**Exercise directions**
Put every line of the records below into a JSON list of strings, with one string for each line. Leave out any blank lines.

**Records for the task**

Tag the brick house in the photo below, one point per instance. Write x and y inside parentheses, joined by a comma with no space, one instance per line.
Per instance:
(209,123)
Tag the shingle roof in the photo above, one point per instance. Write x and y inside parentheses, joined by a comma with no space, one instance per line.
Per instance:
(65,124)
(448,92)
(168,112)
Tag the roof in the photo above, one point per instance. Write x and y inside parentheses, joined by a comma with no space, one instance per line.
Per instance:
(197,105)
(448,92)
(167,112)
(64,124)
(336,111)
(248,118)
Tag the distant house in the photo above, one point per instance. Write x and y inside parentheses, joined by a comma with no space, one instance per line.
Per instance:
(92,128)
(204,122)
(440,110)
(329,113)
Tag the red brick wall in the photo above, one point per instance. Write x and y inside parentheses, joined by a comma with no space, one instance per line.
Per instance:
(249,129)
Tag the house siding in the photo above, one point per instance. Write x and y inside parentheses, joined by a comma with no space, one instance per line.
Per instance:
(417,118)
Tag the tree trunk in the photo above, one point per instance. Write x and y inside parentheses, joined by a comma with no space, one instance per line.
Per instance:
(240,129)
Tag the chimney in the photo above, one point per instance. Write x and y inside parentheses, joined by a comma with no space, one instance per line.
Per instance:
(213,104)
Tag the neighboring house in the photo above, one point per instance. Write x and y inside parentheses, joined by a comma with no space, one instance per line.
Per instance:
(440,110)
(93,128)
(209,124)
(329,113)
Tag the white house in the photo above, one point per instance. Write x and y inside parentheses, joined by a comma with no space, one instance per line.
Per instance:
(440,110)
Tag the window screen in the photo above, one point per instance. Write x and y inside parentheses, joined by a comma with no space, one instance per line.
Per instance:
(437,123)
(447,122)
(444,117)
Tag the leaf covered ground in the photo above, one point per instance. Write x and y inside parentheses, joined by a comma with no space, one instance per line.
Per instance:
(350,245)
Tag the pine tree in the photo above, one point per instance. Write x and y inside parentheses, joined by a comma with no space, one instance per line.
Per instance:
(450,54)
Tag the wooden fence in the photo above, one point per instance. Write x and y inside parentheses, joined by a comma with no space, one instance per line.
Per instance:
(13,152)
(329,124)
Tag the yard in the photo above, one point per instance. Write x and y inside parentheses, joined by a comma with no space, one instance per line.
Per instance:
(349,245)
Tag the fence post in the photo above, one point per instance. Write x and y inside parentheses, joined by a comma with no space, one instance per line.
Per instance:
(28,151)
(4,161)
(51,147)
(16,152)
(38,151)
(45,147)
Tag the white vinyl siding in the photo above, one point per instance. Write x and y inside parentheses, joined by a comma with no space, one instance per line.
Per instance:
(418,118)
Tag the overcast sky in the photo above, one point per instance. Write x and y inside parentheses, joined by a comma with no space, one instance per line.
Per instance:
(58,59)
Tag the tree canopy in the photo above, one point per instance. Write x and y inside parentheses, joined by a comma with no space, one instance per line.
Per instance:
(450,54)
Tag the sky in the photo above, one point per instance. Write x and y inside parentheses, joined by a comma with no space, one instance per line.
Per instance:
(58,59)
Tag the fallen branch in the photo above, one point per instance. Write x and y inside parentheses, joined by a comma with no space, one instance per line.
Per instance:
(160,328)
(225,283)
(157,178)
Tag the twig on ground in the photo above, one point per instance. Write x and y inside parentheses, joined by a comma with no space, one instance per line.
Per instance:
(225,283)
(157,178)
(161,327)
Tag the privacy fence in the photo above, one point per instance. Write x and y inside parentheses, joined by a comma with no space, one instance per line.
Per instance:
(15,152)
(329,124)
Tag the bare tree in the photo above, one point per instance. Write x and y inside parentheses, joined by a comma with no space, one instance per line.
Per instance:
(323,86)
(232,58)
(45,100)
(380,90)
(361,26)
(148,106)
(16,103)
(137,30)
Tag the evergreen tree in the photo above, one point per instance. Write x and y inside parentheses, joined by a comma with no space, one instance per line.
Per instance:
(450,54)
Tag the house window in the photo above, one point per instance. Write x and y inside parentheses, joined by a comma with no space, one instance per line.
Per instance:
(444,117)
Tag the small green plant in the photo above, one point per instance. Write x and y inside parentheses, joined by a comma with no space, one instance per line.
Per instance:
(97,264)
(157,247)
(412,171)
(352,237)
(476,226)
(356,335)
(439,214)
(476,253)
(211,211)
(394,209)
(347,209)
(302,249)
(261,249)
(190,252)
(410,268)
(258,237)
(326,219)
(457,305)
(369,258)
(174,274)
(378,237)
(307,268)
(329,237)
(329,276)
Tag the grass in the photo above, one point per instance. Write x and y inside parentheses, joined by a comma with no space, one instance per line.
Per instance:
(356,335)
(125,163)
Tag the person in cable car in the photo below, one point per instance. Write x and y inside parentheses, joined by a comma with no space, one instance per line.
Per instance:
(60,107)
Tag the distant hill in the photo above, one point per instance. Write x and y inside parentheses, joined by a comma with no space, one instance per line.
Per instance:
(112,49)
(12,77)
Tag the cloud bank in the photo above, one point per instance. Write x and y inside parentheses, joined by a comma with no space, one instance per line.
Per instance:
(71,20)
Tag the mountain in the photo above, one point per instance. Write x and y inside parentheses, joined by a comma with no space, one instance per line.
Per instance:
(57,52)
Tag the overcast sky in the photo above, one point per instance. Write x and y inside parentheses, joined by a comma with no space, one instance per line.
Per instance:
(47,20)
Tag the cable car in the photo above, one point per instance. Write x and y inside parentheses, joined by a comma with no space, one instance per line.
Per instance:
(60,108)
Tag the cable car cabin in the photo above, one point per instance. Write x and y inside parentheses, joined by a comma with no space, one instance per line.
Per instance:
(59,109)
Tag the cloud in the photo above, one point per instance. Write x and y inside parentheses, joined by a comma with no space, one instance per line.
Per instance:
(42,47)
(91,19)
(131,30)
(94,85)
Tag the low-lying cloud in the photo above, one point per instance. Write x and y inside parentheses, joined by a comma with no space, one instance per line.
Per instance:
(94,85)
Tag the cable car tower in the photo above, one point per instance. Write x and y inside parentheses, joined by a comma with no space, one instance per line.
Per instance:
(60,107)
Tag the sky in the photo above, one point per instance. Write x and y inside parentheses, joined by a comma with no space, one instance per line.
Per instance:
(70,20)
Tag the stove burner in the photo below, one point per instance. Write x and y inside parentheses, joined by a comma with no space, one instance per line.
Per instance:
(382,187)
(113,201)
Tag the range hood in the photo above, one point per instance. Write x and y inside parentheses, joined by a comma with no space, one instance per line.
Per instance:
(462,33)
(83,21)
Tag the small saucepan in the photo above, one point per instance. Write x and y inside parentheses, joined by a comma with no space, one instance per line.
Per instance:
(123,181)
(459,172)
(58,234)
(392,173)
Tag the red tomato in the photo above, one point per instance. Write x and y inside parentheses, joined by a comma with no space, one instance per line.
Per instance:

**Complete answer**
[
  "Tag the brick house in the photo below, one point per instance. Write x and y inside parentheses, joined by a comma with no space, one instance per line.",
  "Per instance:",
  "(209,123)",
  "Tag the shingle roof in the photo above, one point per instance. Write x and y inside parentheses, joined by a comma with no space, one instance per line.",
  "Per instance:",
  "(65,124)",
  "(448,92)",
  "(168,112)",
  "Tag the roof in the photo above, one point per instance. Write x and y inside parentheses, joined by a comma with no space, one instance per line.",
  "Per instance:",
  "(197,105)",
  "(448,92)",
  "(167,112)",
  "(64,124)",
  "(336,111)",
  "(248,118)",
  "Tag the distant house in the photo above, one point per instance. Write x and y inside parentheses, joined by a comma with no space, one instance per line.",
  "Per instance:",
  "(92,128)",
  "(204,122)",
  "(440,110)",
  "(329,113)",
  "Tag the red brick wall in the photo above, one point per instance. Write x and y inside parentheses, joined by a comma with no space, one instance per line.",
  "Per instance:",
  "(249,129)",
  "Tag the house siding in the photo above, one point per instance. Write x and y inside parentheses, joined by a comma with no space, one instance per line.",
  "Per instance:",
  "(417,118)",
  "Tag the tree trunk in the photo above, one point per instance. Write x and y inside parentheses, joined by a comma with no space, one instance per line.",
  "Per instance:",
  "(240,129)",
  "Tag the chimney in the photo above, one point per instance. Write x and y inside parentheses, joined by a comma with no space, one instance per line.",
  "Per instance:",
  "(213,104)",
  "Tag the neighboring house in the photo above, one point per instance. Write x and y inside parentheses, joined by a comma with no space, one instance per line.",
  "Per instance:",
  "(440,110)",
  "(93,128)",
  "(209,124)",
  "(329,113)",
  "Tag the white house in the photo above, one point per instance. Write x and y inside parentheses, joined by a comma with no space, one instance per line.",
  "Per instance:",
  "(440,110)",
  "Tag the window screen in the photo above, one point per instance. Write x and y inside parentheses, joined by a comma with no space, one instance per line.",
  "Per instance:",
  "(437,123)",
  "(447,122)",
  "(444,117)",
  "Tag the leaf covered ground in the photo above, one point per instance. Write x and y inside parentheses, joined by a comma with no space, one instance per line.",
  "Per instance:",
  "(350,245)",
  "Tag the pine tree in the photo above, one point per instance. Write x and y inside parentheses, joined by a comma with no space, one instance per line.",
  "Per instance:",
  "(450,54)",
  "Tag the wooden fence in the photo above, one point per instance. Write x and y inside parentheses, joined by a comma with no space, one instance per line.",
  "Per instance:",
  "(13,152)",
  "(329,124)",
  "Tag the yard in the photo above, one point per instance. Write x and y inside parentheses, joined by a comma with no space, one instance per line.",
  "Per instance:",
  "(349,245)",
  "Tag the fence post in the photo above, one point per instance. Write x and y inside parentheses, joined by a comma with no space, one instance per line.",
  "Per instance:",
  "(28,151)",
  "(4,161)",
  "(51,147)",
  "(16,152)",
  "(38,151)",
  "(45,147)",
  "Tag the white vinyl siding in the photo above, one point per instance. Write x and y inside parentheses, joined by a comma with no space, one instance per line.",
  "Per instance:",
  "(418,118)",
  "Tag the overcast sky in the photo above, one point per instance. Write x and y inside parentheses, joined by a comma with no space, one instance per line.",
  "Per instance:",
  "(58,59)",
  "Tag the tree canopy in the photo above, one point per instance. Write x and y inside parentheses, joined by a comma with no space, one instance per line.",
  "Per instance:",
  "(450,54)",
  "Tag the sky in the photo above, one point per instance. Write x and y inside parentheses, joined by a comma with no space, one instance per line.",
  "Per instance:",
  "(58,59)",
  "Tag the fallen branch in the photo above, one point per instance. Write x and y inside parentheses, joined by a comma with no space, one instance per line.",
  "Per instance:",
  "(160,328)",
  "(225,283)",
  "(157,178)",
  "Tag the twig on ground in the photo above, one point per instance. Write x and y inside parentheses, joined by a comma with no space, one instance per line.",
  "Per instance:",
  "(225,283)",
  "(157,178)",
  "(161,327)",
  "Tag the privacy fence in the photo above, one point per instance. Write x and y inside parentheses, joined by a comma with no space, one instance per line.",
  "Per instance:",
  "(15,152)",
  "(329,124)",
  "Tag the bare tree in the photo above, one point per instance. Write x and y inside parentheses, joined by a comma with no space, one instance per line.",
  "Per instance:",
  "(323,86)",
  "(232,58)",
  "(45,100)",
  "(380,90)",
  "(361,26)",
  "(148,106)",
  "(16,103)",
  "(137,30)",
  "Tag the evergreen tree in the photo above, one point per instance. Write x and y inside parentheses, joined by a comma with no space, one instance per line.",
  "Per instance:",
  "(450,54)",
  "Tag the house window in the photo above, one point per instance. Write x and y inside parentheses, joined by a comma with no space, one instance per line.",
  "Per instance:",
  "(444,117)",
  "Tag the small green plant in the photo above, one point per instance. Write x and y inside parentheses, joined by a comma with no space, one instance per line.",
  "Per instance:",
  "(97,264)",
  "(157,247)",
  "(412,171)",
  "(352,237)",
  "(476,226)",
  "(356,335)",
  "(439,214)",
  "(476,253)",
  "(211,211)",
  "(394,209)",
  "(347,209)",
  "(302,249)",
  "(261,249)",
  "(190,252)",
  "(410,268)",
  "(258,237)",
  "(326,219)",
  "(457,305)",
  "(369,258)",
  "(174,274)",
  "(378,237)",
  "(307,268)",
  "(329,237)",
  "(329,276)",
  "Tag the grass in the photo above, one point per instance. Write x and y inside parentheses, joined by a comma with no space, one instance per line.",
  "Per instance:",
  "(356,335)",
  "(125,163)",
  "Tag the person in cable car in the photo below, one point per instance. Write x and y inside parentheses, joined by a comma with no space, one instance per line.",
  "Per instance:",
  "(60,107)",
  "Tag the distant hill in the photo above, one point per instance. Write x and y inside parentheses, joined by a comma with no space, one instance per line.",
  "Per instance:",
  "(112,49)",
  "(12,77)",
  "Tag the cloud bank in the photo above, one point per instance. Write x and y inside parentheses, joined by a comma with no space, one instance per line.",
  "Per instance:",
  "(71,20)",
  "Tag the mountain in the photo above, one point per instance. Write x and y inside parentheses, joined by a comma with no space, one instance per line.",
  "Per instance:",
  "(57,52)",
  "Tag the overcast sky in the photo above, one point per instance. Write x and y inside parentheses, joined by a comma with no space, one instance per line.",
  "Per instance:",
  "(47,20)",
  "Tag the cable car in the photo above, one point per instance. Write x and y inside parentheses, joined by a comma with no space, one instance per line.",
  "Per instance:",
  "(60,108)",
  "Tag the cable car cabin in the photo above, one point per instance. Write x and y inside parentheses, joined by a comma with no space, one instance per line.",
  "Per instance:",
  "(59,109)",
  "Tag the cloud in the photo above, one point per instance. Write x and y inside parentheses, joined by a comma with no space, one instance per line.",
  "Per instance:",
  "(42,47)",
  "(91,19)",
  "(131,30)",
  "(94,85)",
  "Tag the low-lying cloud in the photo above, one point per instance. Write x and y inside parentheses, joined by a comma with no space, one instance per line.",
  "Per instance:",
  "(94,85)",
  "Tag the cable car tower in the photo above, one point per instance. Write x and y inside parentheses, joined by a comma with no space, one instance per line.",
  "Per instance:",
  "(60,107)",
  "Tag the sky in the photo above, one point per instance. Write x and y inside parentheses, joined by a comma with no space, one instance per line.",
  "Per instance:",
  "(70,20)",
  "Tag the stove burner in the photo below, one point per instance. Write x and y inside parentheses, joined by a comma with no space, one instance per line.",
  "Per instance:",
  "(382,187)",
  "(113,201)",
  "Tag the range hood in the photo above, one point per instance. Write x and y inside parentheses, joined by a comma with no space, one instance per line.",
  "Per instance:",
  "(462,33)",
  "(83,21)",
  "Tag the small saucepan in the photo above, one point per instance. Write x and y inside parentheses, joined by a comma with no space, one instance per line.",
  "Per instance:",
  "(123,181)",
  "(459,172)",
  "(58,234)",
  "(392,173)",
  "Tag the red tomato in the photo above, one point per instance. Write x and y inside parentheses, joined by a comma with no space, one instance per line.",
  "Per instance:"
]